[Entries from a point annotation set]
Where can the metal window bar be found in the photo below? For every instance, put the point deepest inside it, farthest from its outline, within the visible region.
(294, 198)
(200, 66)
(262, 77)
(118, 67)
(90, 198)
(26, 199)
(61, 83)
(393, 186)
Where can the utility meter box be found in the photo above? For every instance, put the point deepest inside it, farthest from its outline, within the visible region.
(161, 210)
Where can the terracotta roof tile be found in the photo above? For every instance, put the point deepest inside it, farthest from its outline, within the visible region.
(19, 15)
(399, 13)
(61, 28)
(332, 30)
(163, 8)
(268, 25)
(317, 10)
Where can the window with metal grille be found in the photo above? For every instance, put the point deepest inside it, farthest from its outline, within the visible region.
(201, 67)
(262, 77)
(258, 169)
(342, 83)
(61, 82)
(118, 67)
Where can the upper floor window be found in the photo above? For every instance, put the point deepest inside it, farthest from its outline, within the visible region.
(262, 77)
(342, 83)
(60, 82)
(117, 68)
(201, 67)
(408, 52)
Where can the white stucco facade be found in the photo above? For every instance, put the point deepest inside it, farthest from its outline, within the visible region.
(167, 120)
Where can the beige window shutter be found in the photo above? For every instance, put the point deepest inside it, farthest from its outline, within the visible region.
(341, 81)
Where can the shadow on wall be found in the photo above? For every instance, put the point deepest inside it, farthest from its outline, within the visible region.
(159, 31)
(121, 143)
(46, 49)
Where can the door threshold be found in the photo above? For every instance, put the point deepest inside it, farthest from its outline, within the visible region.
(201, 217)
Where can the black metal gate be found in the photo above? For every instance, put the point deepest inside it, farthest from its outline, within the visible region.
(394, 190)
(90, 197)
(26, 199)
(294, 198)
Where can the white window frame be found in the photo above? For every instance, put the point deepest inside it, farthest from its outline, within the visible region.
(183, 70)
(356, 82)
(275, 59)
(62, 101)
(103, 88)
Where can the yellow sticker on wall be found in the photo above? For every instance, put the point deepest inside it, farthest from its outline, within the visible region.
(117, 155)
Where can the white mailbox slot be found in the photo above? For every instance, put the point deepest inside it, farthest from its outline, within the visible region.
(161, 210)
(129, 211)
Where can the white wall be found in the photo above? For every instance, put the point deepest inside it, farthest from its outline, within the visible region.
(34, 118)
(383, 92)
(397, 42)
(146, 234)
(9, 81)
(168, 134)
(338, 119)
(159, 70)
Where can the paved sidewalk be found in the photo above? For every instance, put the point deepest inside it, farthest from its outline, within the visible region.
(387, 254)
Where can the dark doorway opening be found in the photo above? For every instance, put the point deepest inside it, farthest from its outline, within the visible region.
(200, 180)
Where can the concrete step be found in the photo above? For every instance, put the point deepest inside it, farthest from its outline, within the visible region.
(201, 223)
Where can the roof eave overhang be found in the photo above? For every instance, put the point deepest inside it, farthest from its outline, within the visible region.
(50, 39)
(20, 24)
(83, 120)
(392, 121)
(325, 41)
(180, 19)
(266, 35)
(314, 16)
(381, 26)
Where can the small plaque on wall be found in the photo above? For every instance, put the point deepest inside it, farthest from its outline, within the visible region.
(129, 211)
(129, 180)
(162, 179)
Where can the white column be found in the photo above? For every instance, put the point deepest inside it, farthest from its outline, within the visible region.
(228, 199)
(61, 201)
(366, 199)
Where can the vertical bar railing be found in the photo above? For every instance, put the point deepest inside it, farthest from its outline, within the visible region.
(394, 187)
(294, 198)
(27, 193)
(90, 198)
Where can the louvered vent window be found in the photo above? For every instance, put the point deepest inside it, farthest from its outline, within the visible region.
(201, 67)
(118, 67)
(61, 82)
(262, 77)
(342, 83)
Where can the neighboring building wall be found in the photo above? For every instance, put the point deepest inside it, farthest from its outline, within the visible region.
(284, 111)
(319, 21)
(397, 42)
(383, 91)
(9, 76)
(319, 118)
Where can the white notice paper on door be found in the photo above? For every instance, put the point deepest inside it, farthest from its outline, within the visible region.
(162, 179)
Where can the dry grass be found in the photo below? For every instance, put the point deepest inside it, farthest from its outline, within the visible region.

What is expected: Reproduce every one of the rows above verbatim, keeping them in their original order.

Solved problem:
Where can the metal window bar be found in the photo below? For every instance, put the point deepest inside it, farthest from its outline, within the visible region.
(294, 198)
(200, 66)
(262, 77)
(118, 67)
(90, 198)
(26, 199)
(61, 83)
(393, 186)
Where can the utility meter box be found in the photo above? For every instance, put the point deepest inside it, farthest from its outline, within the visible region.
(161, 210)
Where can the terracotta roof tile be found in the photo above? For every instance, put the point deepest inside it, farthest from its outline, within the visible region.
(19, 15)
(399, 13)
(61, 28)
(332, 30)
(163, 8)
(268, 25)
(317, 10)
Where can the window with metal grille be found in the photo above? For every instance, put the point deepest inside it, farthest from its outline, within the visible region.
(201, 67)
(262, 77)
(258, 169)
(342, 83)
(61, 82)
(118, 67)
Where can the upper floor window be found in the photo above? For every instance, put the point deepest inside it, farthest from its outline, within the visible region.
(262, 77)
(342, 83)
(60, 82)
(117, 68)
(201, 67)
(408, 52)
Where can the white stucco facade be found in the photo above? For every instance, put the point deepest inside it, farthest from its outline, within the visible region.
(167, 120)
Where can the beige window shutter be found in the photo above? For every instance, put the point deepest inside it, farthest from its outline, within the visible region.
(341, 81)
Where can the shadow on wall be found in the photo above? For every instance, put the point deepest inside it, farthest from its outline, within the visible region.
(159, 31)
(121, 143)
(46, 49)
Where can the door threshold be found in the photo above? For every instance, put the point deepest inside it, farthest from its outline, within the visible region.
(201, 217)
Where can the black metal gate be found in the photo above? For every instance, put the point deepest inside it, farthest from its outline, within the visible region.
(394, 190)
(90, 197)
(26, 199)
(294, 198)
Where can the white window frame be found in the photo above? For every instance, put the point deepest inside it, farthest from its outline, within the visible region.
(183, 70)
(356, 82)
(275, 59)
(62, 101)
(103, 88)
Where can the yellow sticker on wall be found in the photo above? For every instance, put the point deepest inside it, farthest from its outline, within the visible region.
(117, 155)
Where can the white mailbox slot be found in the photo above? For every instance, put the point deepest inside it, farthest from its outline, within the visible region.
(161, 210)
(129, 211)
Where can the white wall be found in the photo above? For every instance, put the point deepest inside it, farthest from its outline, within the visible region.
(34, 118)
(383, 92)
(397, 42)
(146, 234)
(9, 81)
(168, 134)
(338, 119)
(159, 70)
Where can the paved sidewalk be found in the photo above? For every instance, put the point deepest inside it, farthest from its outline, within the visible region.
(387, 254)
Where can the dark doorway opening be found in the photo above? For every instance, put the point deepest inside it, farthest from its outline, within the visible region.
(200, 180)
Where can the concrete step be found in the photo above? For every instance, put the point deepest inside it, farthest from its outline, within the visible region.
(201, 223)
Where can the roof eave overhang be found in the photo above? For every instance, put the point deepest inside it, farthest from its outline, within the visible region.
(50, 39)
(20, 24)
(83, 120)
(392, 121)
(325, 41)
(180, 19)
(266, 35)
(314, 16)
(381, 26)
Where can the small plaque on wall be found in the photo above? For every instance, put the point deepest inside it, farthest from its outline, within the visible region.
(129, 211)
(129, 180)
(162, 179)
Where can the white column be found in the photo above? For every instance, put the point deepest inside it, farthest from its outline, within the visible region.
(228, 199)
(61, 201)
(366, 199)
Where can the vertical bar railing be found in the photo above? For every instance, put the point deepest inside it, farthest from its outline, within the visible region.
(394, 187)
(294, 198)
(27, 193)
(90, 198)
Where can the louvered vent window be found in the photo above? For every instance, put the point deepest inside it, farthest from its outline, within the visible region.
(201, 67)
(118, 67)
(61, 82)
(262, 77)
(342, 83)
Where can the neighboring building wall be found in the photo above? For every instance, put the point deepest inside it, farthest from its outline, within the visible region.
(284, 111)
(319, 21)
(397, 42)
(383, 91)
(9, 76)
(319, 118)
Where can the white notice paper on door be found in the photo above? For every instance, put the point deepest inside it, farthest from its outline, within the visible region.
(162, 179)
Where can the dry grass be found in the photo below? For every instance, put the point deepest inside it, farthest from its outline, within the visible region.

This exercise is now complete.